Assignment 1
Translate this sentence from the Road House text below into Spanish: "It's basically a spaghetti Western set in the 1980s rather than the 1880s."
Assignment 2
Answer these questions using the Road House text below.
(a) In what year was "Road House" released?
(b) Which actor plays Dalton?
(c) In what town is the Double Deuce saloon located?
Assignment 3
Write the next part of the Road House text below, continuing after its final sentence.

Selected text
---------------
These are the five greatest mysteries of this Earth: 1. How Stonehenge was formed; 2. The disappearance of Amelia Earhart; 3. The popularity of the Kardashians; 4. Why I despise all things mayonnaise (mayonnaise is basically white lard, you would think I would like it since I'm white ... and lard); and 5. Why I can't keep my eyes off the 1989 motion picture "Road House."
"Road House" is a film about a celebrated bar bouncer named Dalton (played by the late, great Patrick Swayze) who is recruited to clean up the Double Deuce saloon in Jasper, Missouri. He makes friends, makes enemies, takes on the town boss, fights are fought, and, of course, Dalton kills the bad guys in the end. It's basically a spaghetti Western set in the 1980s rather than the 1880s.
The movie is simply great. And by "great," I mean terrible.
---------------
Exercise data
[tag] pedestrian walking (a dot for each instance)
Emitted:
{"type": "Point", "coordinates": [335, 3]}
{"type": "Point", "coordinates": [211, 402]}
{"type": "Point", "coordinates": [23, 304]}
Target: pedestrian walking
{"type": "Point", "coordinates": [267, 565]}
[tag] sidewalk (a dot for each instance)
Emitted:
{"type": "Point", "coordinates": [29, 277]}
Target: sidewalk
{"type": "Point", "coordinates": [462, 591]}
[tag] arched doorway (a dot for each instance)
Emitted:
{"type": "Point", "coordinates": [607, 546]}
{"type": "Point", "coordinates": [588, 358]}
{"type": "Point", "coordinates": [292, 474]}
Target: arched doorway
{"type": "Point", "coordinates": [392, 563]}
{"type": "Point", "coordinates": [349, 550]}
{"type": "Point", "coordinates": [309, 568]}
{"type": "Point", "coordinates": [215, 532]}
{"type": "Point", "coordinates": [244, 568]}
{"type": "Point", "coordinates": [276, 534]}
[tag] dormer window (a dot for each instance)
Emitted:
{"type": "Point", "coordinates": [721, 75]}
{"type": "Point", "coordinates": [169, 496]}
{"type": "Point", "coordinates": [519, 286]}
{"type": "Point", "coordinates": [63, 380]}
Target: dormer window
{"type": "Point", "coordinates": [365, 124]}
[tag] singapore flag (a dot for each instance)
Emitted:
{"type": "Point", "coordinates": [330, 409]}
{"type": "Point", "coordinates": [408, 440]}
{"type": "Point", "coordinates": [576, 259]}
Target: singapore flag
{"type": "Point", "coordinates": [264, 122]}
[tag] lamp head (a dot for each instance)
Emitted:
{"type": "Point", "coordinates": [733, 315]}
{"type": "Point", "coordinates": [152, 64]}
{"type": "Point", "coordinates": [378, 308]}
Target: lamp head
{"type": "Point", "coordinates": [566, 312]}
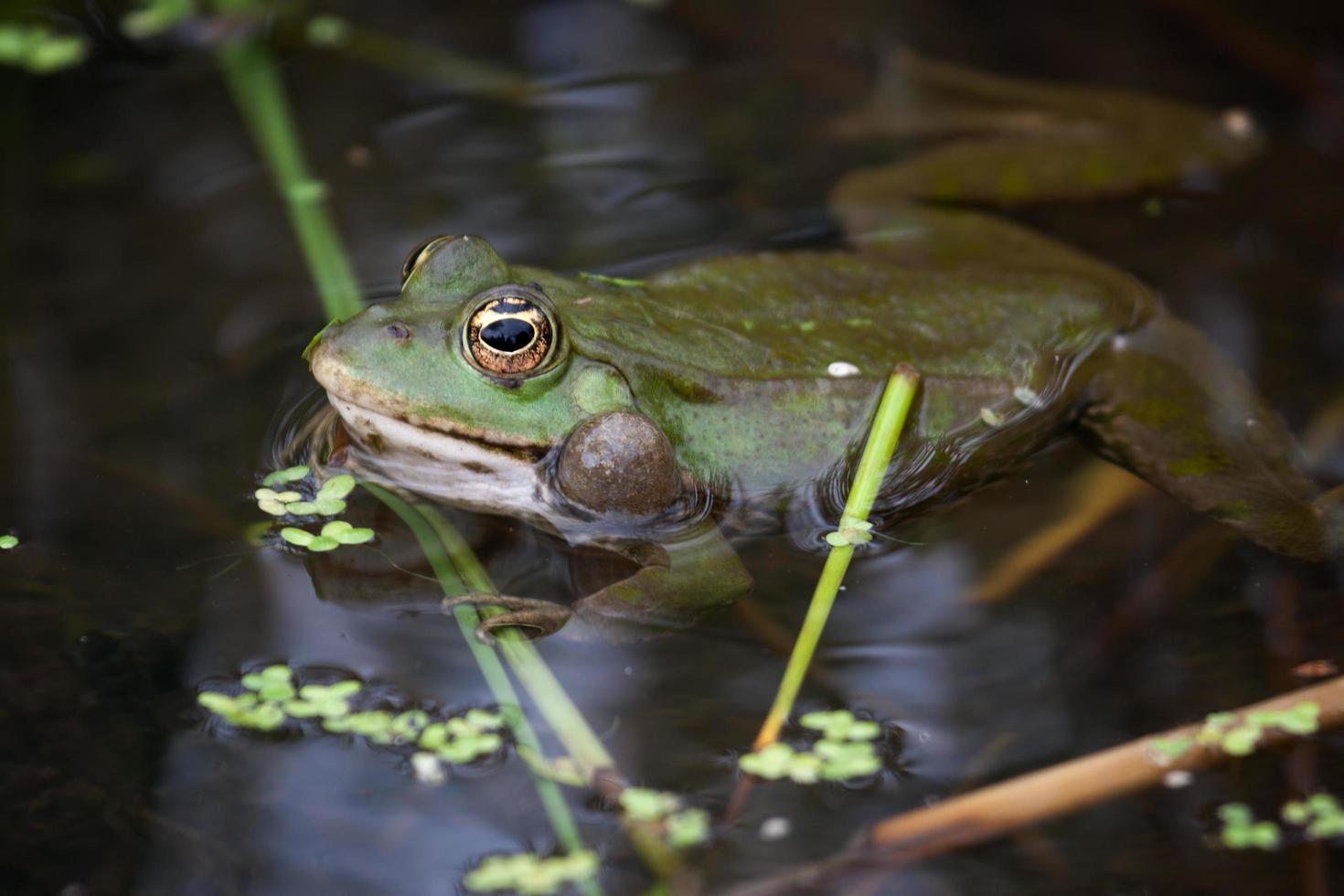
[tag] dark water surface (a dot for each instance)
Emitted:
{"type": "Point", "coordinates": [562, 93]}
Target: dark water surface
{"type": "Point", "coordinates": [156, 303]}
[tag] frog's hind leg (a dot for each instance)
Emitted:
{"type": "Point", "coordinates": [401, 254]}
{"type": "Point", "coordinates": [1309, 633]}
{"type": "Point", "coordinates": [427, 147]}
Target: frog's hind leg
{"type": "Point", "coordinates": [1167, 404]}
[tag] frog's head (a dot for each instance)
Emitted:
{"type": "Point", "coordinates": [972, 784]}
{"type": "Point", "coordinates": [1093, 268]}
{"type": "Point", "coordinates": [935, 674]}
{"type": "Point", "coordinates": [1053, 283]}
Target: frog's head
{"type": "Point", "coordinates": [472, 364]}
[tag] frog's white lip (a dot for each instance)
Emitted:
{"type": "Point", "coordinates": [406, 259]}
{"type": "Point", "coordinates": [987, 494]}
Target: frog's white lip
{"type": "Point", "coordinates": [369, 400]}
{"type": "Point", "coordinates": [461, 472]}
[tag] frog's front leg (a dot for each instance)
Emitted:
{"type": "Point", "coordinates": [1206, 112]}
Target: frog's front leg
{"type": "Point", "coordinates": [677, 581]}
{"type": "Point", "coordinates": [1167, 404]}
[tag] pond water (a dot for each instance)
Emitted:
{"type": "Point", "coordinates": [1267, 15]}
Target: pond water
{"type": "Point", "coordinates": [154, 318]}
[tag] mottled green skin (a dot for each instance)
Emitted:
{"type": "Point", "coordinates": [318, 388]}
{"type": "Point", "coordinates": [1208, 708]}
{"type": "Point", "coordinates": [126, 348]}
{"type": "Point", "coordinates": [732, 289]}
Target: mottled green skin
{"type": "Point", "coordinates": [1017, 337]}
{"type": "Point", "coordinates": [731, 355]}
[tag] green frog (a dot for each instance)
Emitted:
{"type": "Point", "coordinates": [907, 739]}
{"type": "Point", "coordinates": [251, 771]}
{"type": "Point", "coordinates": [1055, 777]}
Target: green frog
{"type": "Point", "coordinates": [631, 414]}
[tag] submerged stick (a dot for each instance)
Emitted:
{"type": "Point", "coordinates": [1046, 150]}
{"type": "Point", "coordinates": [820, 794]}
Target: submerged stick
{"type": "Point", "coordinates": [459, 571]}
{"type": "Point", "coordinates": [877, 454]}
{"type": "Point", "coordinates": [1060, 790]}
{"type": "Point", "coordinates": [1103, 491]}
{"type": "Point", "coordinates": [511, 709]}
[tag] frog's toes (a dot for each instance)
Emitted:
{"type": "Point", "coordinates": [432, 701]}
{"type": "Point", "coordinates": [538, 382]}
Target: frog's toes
---------------
Response box 1
Es básicamente un spaghetti western ambientado en la década de 1980 y no en la de 1880.

Response box 2
(a) 1989
(b) Patrick Swayze
(c) Jasper, Missouri

Response box 3
Yet, for some reason that escapes me, whenever I catch it while skimming through the channels — and it's on TBS or TNT nearly every day — I can't turn away. I absolutely must watch it.
What is it about "Road House" that I find so mesmerizing? Let me count the ways.
First, Dalton is not just a bouncer — he's a "cooler," which is another name for "head bouncer." And he has a philosophy degree from NYU.
This is divulged to the viewer during a pivotal scene when he goes to the hospital to have a knife wound sewn up. He brings along his medical records in a folder, which he presents to the attractive, single, female emergency room doctor (aren't they all?). Not only is his detailed medical history in this folder, but also papers identifying his academic pedigree. Why? I'm not sure. Perhaps you get better medical treatment if you have an advanced degree.
Anyway, Dalton refuses an anesthetic, explaining to the foxy doc that "pain don't hurt." Oddly, this declaration doesn't cause her to question why these people are always coming into the ER complaining of pain. Instead, she decides to date him.
The first 30 minutes of the film are absolutely gripping. And by "gripping," I mean unintentionally hilarious.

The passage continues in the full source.